Segment Start: Supplied data
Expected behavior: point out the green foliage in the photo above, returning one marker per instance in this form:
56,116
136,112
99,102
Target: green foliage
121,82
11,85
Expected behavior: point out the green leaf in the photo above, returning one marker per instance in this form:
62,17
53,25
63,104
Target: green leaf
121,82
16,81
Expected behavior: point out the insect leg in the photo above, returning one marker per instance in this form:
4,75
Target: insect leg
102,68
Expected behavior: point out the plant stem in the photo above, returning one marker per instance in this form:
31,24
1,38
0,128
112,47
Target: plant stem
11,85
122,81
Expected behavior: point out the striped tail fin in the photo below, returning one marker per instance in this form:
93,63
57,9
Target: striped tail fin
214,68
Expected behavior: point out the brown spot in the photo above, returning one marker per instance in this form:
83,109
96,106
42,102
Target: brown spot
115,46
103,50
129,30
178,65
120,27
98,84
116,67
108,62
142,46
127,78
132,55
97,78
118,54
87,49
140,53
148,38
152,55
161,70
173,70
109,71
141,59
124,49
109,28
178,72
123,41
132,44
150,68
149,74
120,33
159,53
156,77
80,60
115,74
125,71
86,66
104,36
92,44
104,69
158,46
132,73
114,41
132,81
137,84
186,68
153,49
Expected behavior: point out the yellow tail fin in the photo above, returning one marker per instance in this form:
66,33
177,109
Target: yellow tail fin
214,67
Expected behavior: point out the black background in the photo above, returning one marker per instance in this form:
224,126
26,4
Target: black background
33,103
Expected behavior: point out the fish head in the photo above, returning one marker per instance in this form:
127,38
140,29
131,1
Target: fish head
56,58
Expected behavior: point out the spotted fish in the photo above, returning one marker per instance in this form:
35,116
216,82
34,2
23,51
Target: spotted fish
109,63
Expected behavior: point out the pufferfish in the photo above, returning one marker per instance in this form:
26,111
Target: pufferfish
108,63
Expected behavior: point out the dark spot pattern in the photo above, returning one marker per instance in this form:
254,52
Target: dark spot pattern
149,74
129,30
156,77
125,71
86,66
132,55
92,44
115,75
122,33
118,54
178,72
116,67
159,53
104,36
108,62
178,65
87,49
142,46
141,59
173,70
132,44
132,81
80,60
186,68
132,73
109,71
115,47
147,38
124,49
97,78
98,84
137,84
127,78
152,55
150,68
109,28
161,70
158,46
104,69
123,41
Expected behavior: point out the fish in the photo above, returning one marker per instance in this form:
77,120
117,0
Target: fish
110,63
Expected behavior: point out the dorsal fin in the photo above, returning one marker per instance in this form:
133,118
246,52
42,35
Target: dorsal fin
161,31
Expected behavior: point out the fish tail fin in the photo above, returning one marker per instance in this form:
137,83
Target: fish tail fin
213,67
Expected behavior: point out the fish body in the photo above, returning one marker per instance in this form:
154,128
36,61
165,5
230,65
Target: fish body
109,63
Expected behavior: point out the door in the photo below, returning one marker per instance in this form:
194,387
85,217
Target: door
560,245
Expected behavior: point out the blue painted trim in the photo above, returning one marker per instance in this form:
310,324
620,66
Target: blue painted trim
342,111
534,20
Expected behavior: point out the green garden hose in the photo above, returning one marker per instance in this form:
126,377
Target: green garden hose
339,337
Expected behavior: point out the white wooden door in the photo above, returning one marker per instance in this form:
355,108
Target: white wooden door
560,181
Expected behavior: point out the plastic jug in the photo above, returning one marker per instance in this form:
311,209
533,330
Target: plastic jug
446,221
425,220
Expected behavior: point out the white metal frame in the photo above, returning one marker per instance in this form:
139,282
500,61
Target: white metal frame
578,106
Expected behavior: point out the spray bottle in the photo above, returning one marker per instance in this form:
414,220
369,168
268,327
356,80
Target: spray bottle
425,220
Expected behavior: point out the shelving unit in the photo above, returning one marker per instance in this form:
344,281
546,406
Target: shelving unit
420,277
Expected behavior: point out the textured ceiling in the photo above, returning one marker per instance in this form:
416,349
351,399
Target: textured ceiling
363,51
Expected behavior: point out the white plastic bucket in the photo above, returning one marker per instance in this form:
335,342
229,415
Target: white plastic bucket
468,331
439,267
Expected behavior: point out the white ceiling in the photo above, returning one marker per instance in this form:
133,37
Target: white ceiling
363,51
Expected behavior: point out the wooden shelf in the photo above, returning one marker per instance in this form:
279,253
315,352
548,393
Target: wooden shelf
Segment End: Supplied data
- **Problem description**:
Each line of the records above must be copied exactly.

- **Result for this task**:
Expected behavior: point out the green foliage in the photo above, returning one marker per instance in this form:
56,116
136,112
99,102
Target: green foliage
121,82
11,85
Expected behavior: point out the green leaf in the photo above, returning one marker per instance in this form:
62,17
53,25
63,104
Target: green leaf
121,82
16,81
Expected behavior: point out the insect leg in the photo above, returning one marker per instance in this form:
4,75
Target: insect leg
102,68
Expected behavior: point out the plant stem in the photo above, returning one marker per instance in this form:
31,24
1,38
0,128
112,47
Target: plant stem
11,85
122,81
Expected behavior: point out the striped tail fin in the photo below, returning one marker per instance in this form:
93,63
57,9
Target: striped tail fin
214,68
Expected behavior: point out the brown spot in the photo above, returning one marker per instance in this form:
83,109
96,106
42,102
Target: brown spot
115,46
103,50
129,30
178,65
120,27
98,84
116,67
108,62
142,46
127,78
132,55
97,78
118,54
87,49
140,53
148,38
152,55
161,70
173,70
109,71
141,59
124,49
109,28
178,72
123,41
132,44
150,68
149,74
120,33
159,53
156,77
80,60
115,74
125,71
86,66
104,36
92,44
104,69
158,46
132,73
114,41
132,81
137,84
186,68
153,49
Expected behavior: point out the yellow tail fin in the photo above, returning one marker per instance in this form:
66,33
177,109
Target: yellow tail fin
214,67
Expected behavior: point out the black background in the photo above, returning one marker per instance in this form:
224,126
26,4
Target: black background
33,103
Expected behavior: point out the fish head in the photo above, returning one marker per instance in this form:
127,38
140,29
131,1
Target: fish head
56,58
Expected behavior: point out the spotted fish in the photo above, returning one marker per instance in this form:
35,116
216,82
34,2
23,51
Target: spotted fish
109,63
Expected behavior: point out the pufferfish in the photo above, returning one marker per instance in this form:
26,111
Target: pufferfish
108,63
Expected behavior: point out the dark spot pattern in the photo above, returning one marker per instance in this form:
254,52
Target: dark spot pattern
149,74
129,30
156,77
125,71
86,66
132,55
92,44
115,75
122,33
118,54
178,72
116,67
159,53
104,36
108,62
178,65
87,49
142,46
141,59
173,70
132,44
132,81
80,60
186,68
132,73
109,71
115,47
147,38
124,49
97,78
98,84
137,84
127,78
152,55
150,68
109,28
161,70
158,46
104,69
123,41
Expected behavior: point out the fish in the photo above, returning one marker per instance in this form:
77,120
117,0
Target: fish
110,63
Expected behavior: point out the dorsal fin in the photo above, returning one marker per instance in this form:
133,118
246,52
42,35
Target: dorsal fin
161,31
Expected behavior: point out the fish tail fin in the photo above, returning one marker per instance in this form:
137,83
Target: fish tail fin
213,67
Expected behavior: point out the fish body in the photo above, returning one marker per instance in this form:
154,128
36,61
165,5
230,65
Target: fish body
109,63
Expected behavior: point out the door in the photo below, returning one marker per instance in this form:
194,387
85,217
Target: door
560,245
Expected behavior: point out the blue painted trim in the photo above, returning one marker per instance in this form:
310,324
620,66
Target: blue painted trim
342,111
534,20
Expected behavior: point out the green garden hose in the photo above, returning one marker per instance in this form:
126,377
Target: green garden hose
339,337
Expected behavior: point out the white wooden door in the photo above, returning one marker per instance in this form:
355,108
Target: white wooden door
560,181
Expected behavior: point out the plastic jug in the photo above, returning one marker per instance in this form:
311,209
533,330
Target: plastic jug
446,221
425,220
Expected behavior: point out the white metal frame in the photo above, returning one marker per instance in this form:
139,282
500,61
Target: white metal frame
578,106
Expected behavior: point out the spray bottle in the photo above, returning one marker per instance in this form:
414,220
369,168
268,327
356,80
Target: spray bottle
425,220
Expected behavior: point out the shelving unit in the photo above, returning one marker per instance in this form:
344,281
546,406
Target: shelving unit
420,277
Expected behavior: point out the textured ceiling in the photo above, returning one marker per instance in this form:
416,349
351,399
Target: textured ceiling
363,51
Expected behavior: point out the white plastic bucket in the photo above, returning one marker per instance in this form:
335,342
229,415
Target: white plastic bucket
468,331
439,267
Expected behavior: point out the white ceiling in the photo above, returning one marker per instance in this form:
133,37
Target: white ceiling
363,51
Expected behavior: point out the wooden shelf in the photo above, returning one marker per instance in this form:
279,253
315,352
548,393
Target: wooden shelf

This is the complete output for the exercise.